Start Source records

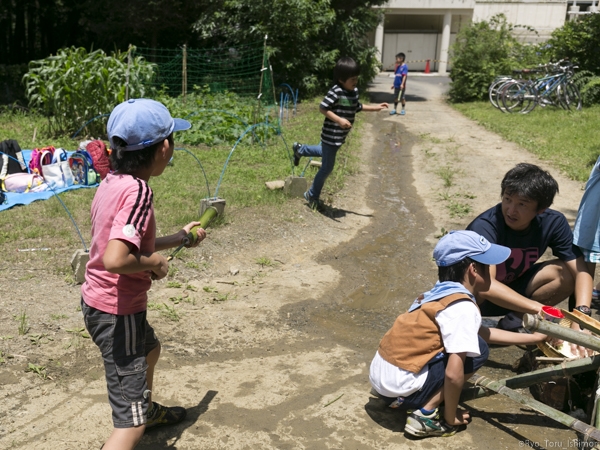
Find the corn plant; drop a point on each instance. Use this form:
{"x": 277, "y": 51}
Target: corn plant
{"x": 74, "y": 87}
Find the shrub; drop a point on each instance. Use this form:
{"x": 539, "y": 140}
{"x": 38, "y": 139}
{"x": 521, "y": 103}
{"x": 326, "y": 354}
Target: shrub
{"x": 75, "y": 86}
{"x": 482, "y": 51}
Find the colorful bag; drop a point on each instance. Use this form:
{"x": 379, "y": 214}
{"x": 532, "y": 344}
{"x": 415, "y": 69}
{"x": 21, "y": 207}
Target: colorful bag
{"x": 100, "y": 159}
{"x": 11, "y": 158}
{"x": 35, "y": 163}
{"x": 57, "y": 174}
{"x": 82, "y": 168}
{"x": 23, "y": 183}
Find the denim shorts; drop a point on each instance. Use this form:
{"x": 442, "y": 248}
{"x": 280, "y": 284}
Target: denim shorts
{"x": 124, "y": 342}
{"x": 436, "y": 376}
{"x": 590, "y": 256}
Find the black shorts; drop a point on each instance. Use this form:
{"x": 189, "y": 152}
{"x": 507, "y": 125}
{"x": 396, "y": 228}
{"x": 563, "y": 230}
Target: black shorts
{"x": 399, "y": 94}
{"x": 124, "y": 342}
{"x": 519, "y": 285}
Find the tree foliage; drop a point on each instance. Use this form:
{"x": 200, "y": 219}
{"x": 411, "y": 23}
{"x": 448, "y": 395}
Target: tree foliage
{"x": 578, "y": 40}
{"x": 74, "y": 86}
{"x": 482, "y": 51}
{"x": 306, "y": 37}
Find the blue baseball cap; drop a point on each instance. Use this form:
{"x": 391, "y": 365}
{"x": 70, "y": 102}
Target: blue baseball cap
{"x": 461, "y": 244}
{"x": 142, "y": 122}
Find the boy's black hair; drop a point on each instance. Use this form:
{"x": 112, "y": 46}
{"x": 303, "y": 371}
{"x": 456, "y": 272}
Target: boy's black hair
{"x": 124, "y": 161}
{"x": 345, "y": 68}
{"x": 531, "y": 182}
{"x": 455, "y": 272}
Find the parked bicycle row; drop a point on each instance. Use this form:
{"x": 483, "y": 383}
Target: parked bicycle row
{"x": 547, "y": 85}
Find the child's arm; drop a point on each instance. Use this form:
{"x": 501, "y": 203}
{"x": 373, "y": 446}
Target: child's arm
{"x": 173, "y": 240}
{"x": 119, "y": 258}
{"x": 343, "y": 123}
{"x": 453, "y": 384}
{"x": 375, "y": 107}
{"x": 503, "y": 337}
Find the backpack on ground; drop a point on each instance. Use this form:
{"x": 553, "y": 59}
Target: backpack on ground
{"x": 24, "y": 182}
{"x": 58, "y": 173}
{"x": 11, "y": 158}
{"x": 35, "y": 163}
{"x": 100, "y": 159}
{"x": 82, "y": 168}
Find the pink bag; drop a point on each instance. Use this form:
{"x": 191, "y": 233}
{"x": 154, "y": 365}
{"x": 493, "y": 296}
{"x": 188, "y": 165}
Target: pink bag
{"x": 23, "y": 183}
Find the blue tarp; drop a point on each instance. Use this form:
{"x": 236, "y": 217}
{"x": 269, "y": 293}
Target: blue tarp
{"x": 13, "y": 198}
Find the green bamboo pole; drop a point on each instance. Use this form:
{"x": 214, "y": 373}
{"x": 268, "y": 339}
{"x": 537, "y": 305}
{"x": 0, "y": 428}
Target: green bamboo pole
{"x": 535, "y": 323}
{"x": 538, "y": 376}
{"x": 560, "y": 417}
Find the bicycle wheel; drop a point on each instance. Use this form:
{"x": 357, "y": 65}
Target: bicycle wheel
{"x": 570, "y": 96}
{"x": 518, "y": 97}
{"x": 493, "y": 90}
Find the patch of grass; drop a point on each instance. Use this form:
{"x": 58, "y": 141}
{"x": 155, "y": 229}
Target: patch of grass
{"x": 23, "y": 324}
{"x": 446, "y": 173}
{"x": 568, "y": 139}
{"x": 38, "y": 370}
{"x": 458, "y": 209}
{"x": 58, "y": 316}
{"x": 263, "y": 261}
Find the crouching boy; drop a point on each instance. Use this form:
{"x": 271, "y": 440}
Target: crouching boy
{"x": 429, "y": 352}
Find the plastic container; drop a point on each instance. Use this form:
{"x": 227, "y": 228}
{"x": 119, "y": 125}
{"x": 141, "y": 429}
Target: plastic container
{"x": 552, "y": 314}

End Source records

> [Challenge]: Switch "drop a point" to "place a point" in every row, keeping everything else the same. Leave the pictures out.

> [Task output]:
Find the corn plant; place a point on each instance. Use this form:
{"x": 277, "y": 51}
Target: corn plant
{"x": 74, "y": 87}
Find the shrub; place a point on each instance. Use this form:
{"x": 539, "y": 140}
{"x": 38, "y": 139}
{"x": 521, "y": 103}
{"x": 326, "y": 354}
Target: shrub
{"x": 75, "y": 86}
{"x": 482, "y": 51}
Find the colorful bag; place a point on each instance. Use this form:
{"x": 379, "y": 214}
{"x": 532, "y": 344}
{"x": 415, "y": 69}
{"x": 21, "y": 207}
Target: colorful bag
{"x": 100, "y": 159}
{"x": 11, "y": 158}
{"x": 35, "y": 163}
{"x": 57, "y": 174}
{"x": 82, "y": 168}
{"x": 23, "y": 183}
Find the denim shorts; place a point on each instance. Use this form:
{"x": 442, "y": 248}
{"x": 280, "y": 284}
Target: denim shorts
{"x": 124, "y": 342}
{"x": 436, "y": 376}
{"x": 590, "y": 256}
Find the black shorts; place a point on each instance. Use this form:
{"x": 189, "y": 152}
{"x": 507, "y": 125}
{"x": 396, "y": 228}
{"x": 563, "y": 230}
Target: black shorts
{"x": 399, "y": 94}
{"x": 124, "y": 342}
{"x": 519, "y": 285}
Find the tree foliage; place a point on each instance. Use this form:
{"x": 200, "y": 219}
{"x": 411, "y": 23}
{"x": 448, "y": 395}
Target: tree foliage
{"x": 578, "y": 40}
{"x": 74, "y": 86}
{"x": 482, "y": 51}
{"x": 306, "y": 37}
Find the blue baseball cap; place a point on each instance. Use this form:
{"x": 391, "y": 365}
{"x": 70, "y": 102}
Target: blue baseball cap
{"x": 461, "y": 244}
{"x": 142, "y": 122}
Find the boy's black hair; place a point on each instance. Use this form:
{"x": 112, "y": 46}
{"x": 303, "y": 371}
{"x": 456, "y": 272}
Target: boy's black hair
{"x": 124, "y": 161}
{"x": 345, "y": 68}
{"x": 531, "y": 182}
{"x": 455, "y": 272}
Find the parked bicycle row; place a point on each instance. Use this form:
{"x": 483, "y": 383}
Target: parked bicycle row
{"x": 547, "y": 85}
Find the child's arm; place a point on each instance. Use this form:
{"x": 501, "y": 203}
{"x": 373, "y": 446}
Target: child's arm
{"x": 173, "y": 240}
{"x": 119, "y": 258}
{"x": 343, "y": 123}
{"x": 453, "y": 384}
{"x": 375, "y": 107}
{"x": 503, "y": 337}
Find the backpack on ground; place a point on each instance. Use this form:
{"x": 553, "y": 59}
Target: backpack on ground
{"x": 24, "y": 182}
{"x": 58, "y": 173}
{"x": 11, "y": 158}
{"x": 35, "y": 163}
{"x": 100, "y": 159}
{"x": 82, "y": 168}
Find the pink bag; place a point on each instance. Use this form:
{"x": 191, "y": 233}
{"x": 154, "y": 365}
{"x": 493, "y": 296}
{"x": 188, "y": 165}
Target: pink bag
{"x": 23, "y": 183}
Find the blue tarp; place a point on each instance. Use this form:
{"x": 236, "y": 217}
{"x": 269, "y": 293}
Target: blue tarp
{"x": 13, "y": 198}
Find the green bamboo pole; place a point on each instance. Use this form:
{"x": 214, "y": 373}
{"x": 268, "y": 339}
{"x": 537, "y": 305}
{"x": 0, "y": 428}
Target: green bamboo pole
{"x": 535, "y": 323}
{"x": 538, "y": 376}
{"x": 560, "y": 417}
Find the bicycle wheel; place a point on each instance. Use this form:
{"x": 357, "y": 65}
Target: bicycle wheel
{"x": 570, "y": 96}
{"x": 518, "y": 97}
{"x": 493, "y": 90}
Find the patch of grass; place a point on each instance. Use this form:
{"x": 58, "y": 141}
{"x": 155, "y": 229}
Target: patch of grass
{"x": 23, "y": 324}
{"x": 446, "y": 173}
{"x": 568, "y": 139}
{"x": 38, "y": 370}
{"x": 458, "y": 209}
{"x": 58, "y": 316}
{"x": 263, "y": 261}
Find the crouching boy; place a point on each instance. Use this form:
{"x": 271, "y": 440}
Target: crouching boy
{"x": 429, "y": 352}
Find the plastic container; place a point on each instance. Use this form:
{"x": 227, "y": 228}
{"x": 119, "y": 125}
{"x": 141, "y": 429}
Target: plastic container
{"x": 552, "y": 314}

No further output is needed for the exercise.